**SELECTED PASSAGE:**
<<<<
When a repository was migrated, this cache key was untouched. This outdated reference led to cat-file
calls being issued to the old server instead of the new server. Ironically, we’ve now determined that since the cached Ruby objects did not include the Git blob data, it never generated a performance benefit of any kind. Significantly contributing to the difficulty of debugging this issue, the library we use to read Git repositories in our git service returns empty strings if the repository directory does not exist on disk, rather than an exception. Armed with a root cause -- caches containing invalid service URLs -- we discovered one other call site that could exhibit similar problematic behavior.
We changed the cache key for the problematic objects to include the URL of the service it expected. While this very targeted change is not our long term solution, it resolved the issue by effectively rotating the cache keys of any polluted objects. We feel confident that this addressed the issue. However, out of an abundance of caution, after confirming an approach that wouldn’t lead to a negative performance implications, we completely flushed the cache.
This issue surfaced a number of opportunities for improving our infrastructure, some of which we’ve already implemented and some of which we will be implementing or reviewing over the next couple weeks. These include:
Failing fast on unexpected operating conditions. If you ask our Git service for data and the relevant repository does not exist on disk, we now raise an exception, instead of returning an empty string. We’ll be auditing our service for other areas where a “fail fast” approach should be taken.
Removing the non-functional cache that made this issue so severe. As a principle, our preference is to cache either primitives or simple objects that we control. Further, attempting to cache similar kinds of data across multiple layers introduced unnecessary complexity, and we will review our infrastructure for occurrences of this.
Advancing current and future data and service migrations aggressively (or explicitly aborting them) once started. The calendar time since we began the migration to the new Git server, as well as unrelated in-progress migration to a new Git service written in Go, contributed to the long diagnosis time. We will complete both of these projects as soon as possible.
Ensuring that we do not cache failed response values. It is no longer possible for us to store empty strings in our Git cache, for example, and we are auditing our code for other places where this may be possible.
Supporting graceful deployments of backend services such that we don’t fail analyses when deploying them. While deploying fixes for this issue, we created additional collateral damage in the form of failed analyses that was avoidable with better deployment processes.
Developing better end-to-end introspection capabilities so that we are able to see a detailed log or call graph of all service invocations performed during the processing of an analysis when necessary.
Taking measures to ensure we record input and output from server maintenance tasks and shell sessions in order to be able to use that information for debugging and corrective actions should that become necessary.
Segregating responsibilities to minimize the amount of logic and service access performed in our analysis engine, which would increase our agility in rapidly deploying fixes to core components when required. This work has already began.
We understand that people depend on Code Climate for timely, accurate static analysis of their source code. In that regard, being "online" but producing incorrect analysis results is worse than a full outage, because our value to our users is deeply connected to their ability to trust the results that we produce.
The entire Code Climate team is very sorry for the impact this has had on our customers. We are investing heavily in ensuring that an analysis issue of this magnitude does not occur again. We appreciate your continued support as we work harder to serve you better!
>>>>
**SUPPLIED DATA:**
<<<<
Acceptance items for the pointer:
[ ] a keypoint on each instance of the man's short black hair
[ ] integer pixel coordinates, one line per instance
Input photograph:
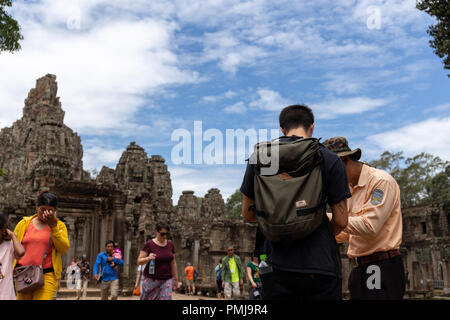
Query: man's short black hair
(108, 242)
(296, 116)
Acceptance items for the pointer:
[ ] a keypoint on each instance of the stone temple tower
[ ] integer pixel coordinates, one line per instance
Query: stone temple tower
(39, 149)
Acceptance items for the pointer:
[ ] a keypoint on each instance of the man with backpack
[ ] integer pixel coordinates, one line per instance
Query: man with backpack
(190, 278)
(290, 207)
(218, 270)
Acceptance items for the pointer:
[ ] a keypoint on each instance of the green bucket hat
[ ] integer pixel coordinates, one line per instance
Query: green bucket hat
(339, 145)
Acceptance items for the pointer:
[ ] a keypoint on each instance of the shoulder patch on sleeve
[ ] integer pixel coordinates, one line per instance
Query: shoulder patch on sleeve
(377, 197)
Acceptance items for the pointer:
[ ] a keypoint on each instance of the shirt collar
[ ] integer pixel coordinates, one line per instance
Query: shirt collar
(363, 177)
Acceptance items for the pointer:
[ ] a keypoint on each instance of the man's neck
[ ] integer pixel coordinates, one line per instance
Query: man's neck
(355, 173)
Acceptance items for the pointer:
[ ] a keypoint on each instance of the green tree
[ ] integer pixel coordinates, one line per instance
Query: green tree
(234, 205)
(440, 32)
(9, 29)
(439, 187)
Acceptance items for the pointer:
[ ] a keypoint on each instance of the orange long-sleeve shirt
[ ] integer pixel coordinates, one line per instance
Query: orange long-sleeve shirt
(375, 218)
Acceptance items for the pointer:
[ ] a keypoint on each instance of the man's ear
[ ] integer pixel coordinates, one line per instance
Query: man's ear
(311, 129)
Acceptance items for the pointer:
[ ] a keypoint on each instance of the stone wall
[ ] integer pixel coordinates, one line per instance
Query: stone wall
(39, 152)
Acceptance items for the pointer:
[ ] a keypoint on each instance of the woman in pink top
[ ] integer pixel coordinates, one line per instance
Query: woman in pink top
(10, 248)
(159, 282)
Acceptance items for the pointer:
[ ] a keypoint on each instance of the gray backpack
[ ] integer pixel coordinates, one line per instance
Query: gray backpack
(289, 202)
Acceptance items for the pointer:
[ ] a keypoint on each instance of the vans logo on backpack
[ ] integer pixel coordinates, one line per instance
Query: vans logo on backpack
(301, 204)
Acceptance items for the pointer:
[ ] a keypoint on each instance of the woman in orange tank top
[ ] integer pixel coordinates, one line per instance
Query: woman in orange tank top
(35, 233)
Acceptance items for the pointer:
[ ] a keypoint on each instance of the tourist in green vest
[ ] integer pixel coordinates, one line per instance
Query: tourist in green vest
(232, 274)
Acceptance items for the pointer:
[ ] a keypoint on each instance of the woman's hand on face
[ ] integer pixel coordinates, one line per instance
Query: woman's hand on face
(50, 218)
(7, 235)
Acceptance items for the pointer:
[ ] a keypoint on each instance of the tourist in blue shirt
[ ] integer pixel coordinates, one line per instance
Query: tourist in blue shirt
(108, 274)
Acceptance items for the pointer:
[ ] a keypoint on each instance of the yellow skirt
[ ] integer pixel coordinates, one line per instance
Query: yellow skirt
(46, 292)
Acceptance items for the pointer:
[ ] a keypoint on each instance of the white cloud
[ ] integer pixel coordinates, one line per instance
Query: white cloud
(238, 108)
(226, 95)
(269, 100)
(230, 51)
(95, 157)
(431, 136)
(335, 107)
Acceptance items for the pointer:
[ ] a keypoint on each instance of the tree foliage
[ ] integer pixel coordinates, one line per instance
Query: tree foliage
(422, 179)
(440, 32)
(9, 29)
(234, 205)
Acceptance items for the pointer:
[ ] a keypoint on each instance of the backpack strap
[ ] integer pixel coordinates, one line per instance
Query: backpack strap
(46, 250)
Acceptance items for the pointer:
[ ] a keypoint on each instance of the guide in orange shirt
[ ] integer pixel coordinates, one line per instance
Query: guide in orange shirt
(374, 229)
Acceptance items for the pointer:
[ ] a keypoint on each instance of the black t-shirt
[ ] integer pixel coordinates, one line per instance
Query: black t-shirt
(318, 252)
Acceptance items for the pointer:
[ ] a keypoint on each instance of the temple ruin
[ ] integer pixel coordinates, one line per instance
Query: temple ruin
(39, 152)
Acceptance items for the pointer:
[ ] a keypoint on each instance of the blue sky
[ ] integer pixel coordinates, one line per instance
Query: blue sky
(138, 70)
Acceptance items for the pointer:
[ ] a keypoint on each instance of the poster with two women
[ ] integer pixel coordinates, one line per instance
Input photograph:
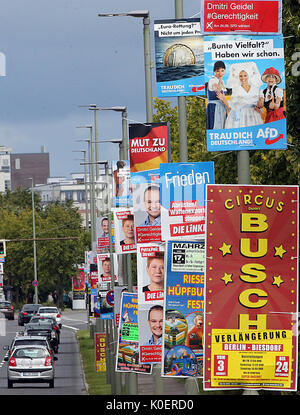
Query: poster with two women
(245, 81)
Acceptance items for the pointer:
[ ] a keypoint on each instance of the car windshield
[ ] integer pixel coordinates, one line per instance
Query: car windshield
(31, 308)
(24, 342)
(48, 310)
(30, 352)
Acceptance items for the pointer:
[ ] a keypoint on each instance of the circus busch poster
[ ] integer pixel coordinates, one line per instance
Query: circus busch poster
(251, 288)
>>>>
**EXERCISE OBJECTIVE:** Output the section of the Code Climate incident report from "Developing better end-to-end" to "analysis when necessary.", copied exactly.

**FINISHED EXERCISE:**
Developing better end-to-end introspection capabilities so that we are able to see a detailed log or call graph of all service invocations performed during the processing of an analysis when necessary.